TASK REQUIREMENTS – Please copy each of the entries below word for word, keeping every line and character unchanged.

INFORMATION GIVEN –
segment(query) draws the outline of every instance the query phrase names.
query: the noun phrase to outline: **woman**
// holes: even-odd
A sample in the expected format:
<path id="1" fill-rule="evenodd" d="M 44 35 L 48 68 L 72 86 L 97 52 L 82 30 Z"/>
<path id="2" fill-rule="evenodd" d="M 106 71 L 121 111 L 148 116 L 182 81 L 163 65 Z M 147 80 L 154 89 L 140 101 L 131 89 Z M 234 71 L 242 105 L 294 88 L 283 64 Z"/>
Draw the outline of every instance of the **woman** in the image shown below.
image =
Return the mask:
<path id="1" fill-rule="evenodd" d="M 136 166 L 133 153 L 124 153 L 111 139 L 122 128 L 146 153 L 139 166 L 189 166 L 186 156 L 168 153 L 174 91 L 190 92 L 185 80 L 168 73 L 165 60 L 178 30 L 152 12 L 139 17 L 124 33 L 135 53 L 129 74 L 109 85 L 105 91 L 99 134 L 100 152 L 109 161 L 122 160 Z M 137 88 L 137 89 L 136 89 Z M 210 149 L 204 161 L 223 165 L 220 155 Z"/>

RESULT OF THIS EXERCISE –
segment(query) draws the outline of every instance the query phrase names.
query: the noun phrase to outline: **woman**
// holes: even-odd
A sample in the expected format:
<path id="1" fill-rule="evenodd" d="M 44 35 L 48 68 L 72 86 L 97 52 L 82 30 Z"/>
<path id="2" fill-rule="evenodd" d="M 106 71 L 121 111 L 148 116 L 182 81 L 163 65 Z M 147 80 L 154 89 L 140 101 L 131 89 Z M 234 71 L 242 105 L 294 88 L 283 64 Z"/>
Draw the outline of every instance of the **woman** in the image shown below.
image =
Return the mask:
<path id="1" fill-rule="evenodd" d="M 136 166 L 133 153 L 124 153 L 111 139 L 122 128 L 146 153 L 139 166 L 189 166 L 186 156 L 168 153 L 174 91 L 190 92 L 185 80 L 168 73 L 165 60 L 178 30 L 152 12 L 139 17 L 124 33 L 135 53 L 129 74 L 109 85 L 105 91 L 99 134 L 100 152 L 109 161 L 122 160 Z M 137 88 L 137 89 L 136 89 Z M 210 149 L 204 161 L 223 165 L 220 155 Z"/>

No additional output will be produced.